TEXT PASSAGE:
This is a good first issue once you get to the qc part of the workflow. It's not the easiest first new thing I'd recommend working on.
Over different versions of qcing and gapfilling temp and precip, I've tried different ways of setting up qc functions (e.g., qc functions written for wide version data vs. qc functions written for tidy [long] version data). I was often under time crunches when doing qc and so there was always a pull between write something generic that can be recycled and applied easily in the future vs. write code to get the thing done now (which doesn't necessarily not recycle well). So this is to say: all functions needed to do the checks needed below already exist in some version, they are just scattered across different iterations of qc scripts that live in NWT_climate_infilling/daily_met/[v1 and v0 example scripts].
I will describe the checks needed here and the document more how these check have been attempted/where preexisting code lives in a wiki.

LISTED RECORDS:

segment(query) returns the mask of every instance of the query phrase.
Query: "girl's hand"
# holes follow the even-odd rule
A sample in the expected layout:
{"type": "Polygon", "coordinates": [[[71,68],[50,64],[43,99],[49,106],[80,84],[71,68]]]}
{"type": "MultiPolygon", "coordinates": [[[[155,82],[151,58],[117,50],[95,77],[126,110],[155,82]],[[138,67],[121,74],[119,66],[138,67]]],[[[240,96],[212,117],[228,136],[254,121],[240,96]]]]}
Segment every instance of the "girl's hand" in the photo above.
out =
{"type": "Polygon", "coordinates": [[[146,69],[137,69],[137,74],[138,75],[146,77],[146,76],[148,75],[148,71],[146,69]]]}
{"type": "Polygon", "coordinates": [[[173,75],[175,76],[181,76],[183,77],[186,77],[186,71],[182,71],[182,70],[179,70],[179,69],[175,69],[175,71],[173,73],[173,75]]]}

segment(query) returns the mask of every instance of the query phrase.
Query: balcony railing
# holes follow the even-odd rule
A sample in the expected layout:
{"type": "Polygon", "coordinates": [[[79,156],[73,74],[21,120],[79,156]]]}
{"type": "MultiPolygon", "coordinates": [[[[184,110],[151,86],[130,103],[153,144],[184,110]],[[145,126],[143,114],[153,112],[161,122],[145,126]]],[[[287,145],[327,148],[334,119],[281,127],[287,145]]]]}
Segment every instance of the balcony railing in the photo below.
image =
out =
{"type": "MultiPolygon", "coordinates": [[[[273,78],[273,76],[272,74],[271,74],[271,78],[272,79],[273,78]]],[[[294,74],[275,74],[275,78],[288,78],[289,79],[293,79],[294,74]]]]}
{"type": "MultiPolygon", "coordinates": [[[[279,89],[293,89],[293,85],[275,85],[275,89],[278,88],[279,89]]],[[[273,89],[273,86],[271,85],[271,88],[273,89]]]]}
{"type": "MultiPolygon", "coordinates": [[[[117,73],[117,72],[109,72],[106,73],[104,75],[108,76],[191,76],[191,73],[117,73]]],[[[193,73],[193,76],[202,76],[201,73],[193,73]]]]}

GIVEN REQUEST:
Reproduce word for word the passage of the qc issue description that begins with "This is a good" and ends with "v0 example scripts].".

SOLUTION TO THE PROBLEM:
This is a good first issue once you get to the qc part of the workflow. It's not the easiest first new thing I'd recommend working on.
Over different versions of qcing and gapfilling temp and precip, I've tried different ways of setting up qc functions (e.g., qc functions written for wide version data vs. qc functions written for tidy [long] version data). I was often under time crunches when doing qc and so there was always a pull between write something generic that can be recycled and applied easily in the future vs. write code to get the thing done now (which doesn't necessarily not recycle well). So this is to say: all functions needed to do the checks needed below already exist in some version, they are just scattered across different iterations of qc scripts that live in NWT_climate_infilling/daily_met/[v1 and v0 example scripts].